Selected text =
------------------------------

According to CNBC, the Treasury says it’s unlikely that any public company with substantial market value and access to capital markets will be able to credibly prove in good faith that they have a legitimate need for a PPP loan.
In addition to reviewing applicable affiliation rules to determine eligibility, all borrowers must assess their economic need for a PPP loan under the standard established by the CARES Act and the PPP regulations at the time of the loan application. Although the CARES Act suspends the ordinary requirement that borrowers must be unable to obtain credit elsewhere (as defined in section 3(h) of the Small Business Act), borrowers still must certify in good faith that their PPP loan request is necessary. Specifically, before submitting a PPP application, all borrowers should review carefully the required certification that ”[c]urrent economic uncertainty makes this loan request necessary to support the ongoing operations of the Applicant.” Borrowers must make this certification in good faith, taking into account their current business activity and their ability to access other sources of liquidity sufficient to support their ongoing operations in a manner that is not significantly detrimental to the business. –CNBC
The guidance comes after national outrage over banks such as JPMorgan prioritizing loans to large, public companies over small businesses struggling during the COVID-19 pandemic, which the funds were intended for in the first place. After they got caught, JPMorgan announced that they were working with the Treasury department to adjust the distribution qualifications for the next round of funding. That’s nice, but it doesn’t help small business owners who continue to struggle amid the pandemic – which resulted in a lawsuit filed last week in a Los Angeles federal court over the debacle.
In a Thursday Op-Ed in the Wall Street Journal, Sen. Ron Johnson (R-WI) writes:
With the rapid deployment of support through the Paycheck Protection Program, it has become clear that access to the forgivable loans hasn’t been limited to those who truly need them. The PPP was intended to support small employers that otherwise would have had to lay off employees because of coronavirus-related revenue loss. Keeping employees connected to employers provides wage and benefit continuity, and we hope it will help ensure a faster recovery.
But the minimal requirements for loan qualification, designed to speed relief, have allowed employers to obtain PPP loans even if they aren’t in financial distress and have no need or intention to lay workers off. Loan applications granted on a first-come, first-serve basis quickly depleted the $349 billion fund, and many deserving small businesses were crowded out, unable to obtain financial relief. On Tuesday the Senate passed a bill that provides another $310 billion for PPP. It places no further limitations on loan forgiveness, and the self-certification of economic harm required by applicants remains a nebulous statement that “current economic uncertainty makes [the] loan request necessary to support the ongoing operations” of the business.
Johnson proposes adding forgiveness limitations to PPP funds based on ability to repay, which would apply to all loans – including those granted under the Cares Act. It would allow no forgiveness for companies whose 2020 taxable income exceeds that of 2019, while full forgiveness would be limited to companies whose 2020 gross receipts are less than 60% of the preceding year’s.
Those in between would be eligible for forgiveness on a sliding scale: 10% of the loan if 2020 gross receipts are 90% or higher of 2019’s; 30% forgiveness for 80% to 90% of 2019 gross receipts; 50% forgiveness for 70% to 80% of 2019 gross receipts; and 75% forgiveness for 60% to 70% of 2019 gross receipts. In no case would forgiveness exceed the loan amount less after-tax income.
Tax-exempt nonprofits would receive loan forgiveness based on net assets – with none going to entities whose 2020 net assets exceed those for 2019 or are more than 2x the loan amount.
At the end of the day, Johnson says that the abuse within the PPP system shohld be remedied, which will ultimately help people and businesses which have ‘borne the brunt of the coronavirus’s economic destruction.’

------------------------------

Prompt = Please quote the passage on PPP loans from "Tax-exempt nonprofits would" through "the loan amount.", word for word.

[Photo-based referring expression material]
------------------------------

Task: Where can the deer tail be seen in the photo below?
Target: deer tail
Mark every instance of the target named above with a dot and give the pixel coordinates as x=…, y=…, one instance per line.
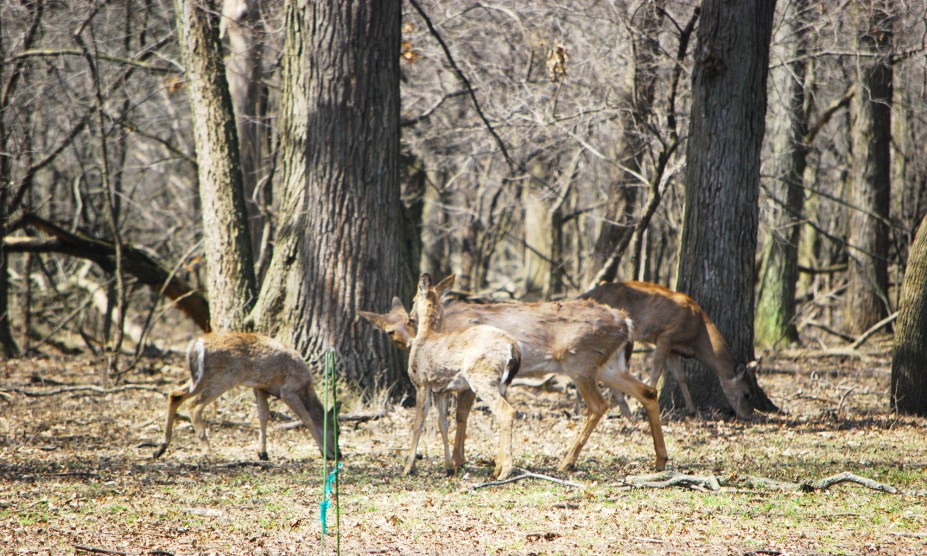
x=196, y=360
x=512, y=365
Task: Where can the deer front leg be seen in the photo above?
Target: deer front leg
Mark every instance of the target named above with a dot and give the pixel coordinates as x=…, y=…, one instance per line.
x=663, y=358
x=260, y=398
x=174, y=400
x=674, y=364
x=596, y=407
x=465, y=401
x=441, y=408
x=422, y=403
x=486, y=386
x=647, y=396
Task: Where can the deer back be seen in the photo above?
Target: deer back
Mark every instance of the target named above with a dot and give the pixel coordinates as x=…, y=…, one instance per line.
x=552, y=333
x=247, y=359
x=442, y=358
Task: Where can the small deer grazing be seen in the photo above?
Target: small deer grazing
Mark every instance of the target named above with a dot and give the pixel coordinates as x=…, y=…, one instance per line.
x=219, y=362
x=480, y=361
x=677, y=326
x=584, y=340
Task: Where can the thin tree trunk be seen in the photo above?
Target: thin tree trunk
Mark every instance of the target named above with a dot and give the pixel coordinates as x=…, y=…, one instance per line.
x=241, y=24
x=909, y=357
x=622, y=203
x=716, y=266
x=870, y=111
x=340, y=244
x=775, y=312
x=225, y=225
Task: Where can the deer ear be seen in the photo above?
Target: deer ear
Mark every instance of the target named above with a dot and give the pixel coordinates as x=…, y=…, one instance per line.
x=375, y=319
x=445, y=284
x=424, y=283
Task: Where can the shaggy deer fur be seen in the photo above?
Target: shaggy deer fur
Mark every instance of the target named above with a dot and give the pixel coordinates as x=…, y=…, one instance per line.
x=480, y=360
x=221, y=361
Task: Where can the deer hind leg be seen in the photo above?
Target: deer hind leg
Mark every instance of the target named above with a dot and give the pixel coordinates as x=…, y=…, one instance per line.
x=441, y=407
x=674, y=364
x=486, y=387
x=200, y=402
x=260, y=398
x=617, y=379
x=622, y=358
x=465, y=401
x=596, y=407
x=422, y=403
x=174, y=400
x=303, y=401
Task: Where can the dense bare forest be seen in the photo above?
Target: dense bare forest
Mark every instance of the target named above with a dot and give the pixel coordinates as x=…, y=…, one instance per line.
x=534, y=150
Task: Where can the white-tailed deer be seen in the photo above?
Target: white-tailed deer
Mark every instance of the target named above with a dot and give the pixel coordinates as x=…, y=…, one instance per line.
x=219, y=362
x=677, y=326
x=584, y=340
x=480, y=359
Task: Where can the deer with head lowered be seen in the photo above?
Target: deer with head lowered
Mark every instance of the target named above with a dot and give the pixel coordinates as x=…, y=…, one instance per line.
x=677, y=326
x=584, y=340
x=480, y=360
x=219, y=362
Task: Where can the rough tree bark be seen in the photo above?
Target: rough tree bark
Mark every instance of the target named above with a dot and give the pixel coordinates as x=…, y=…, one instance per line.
x=241, y=24
x=775, y=311
x=718, y=245
x=870, y=172
x=225, y=225
x=339, y=246
x=909, y=357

------------------------------

Answer area =
Tax-exempt nonprofits would receive loan forgiveness based on net assets – with none going to entities whose 2020 net assets exceed those for 2019 or are more than 2x the loan amount.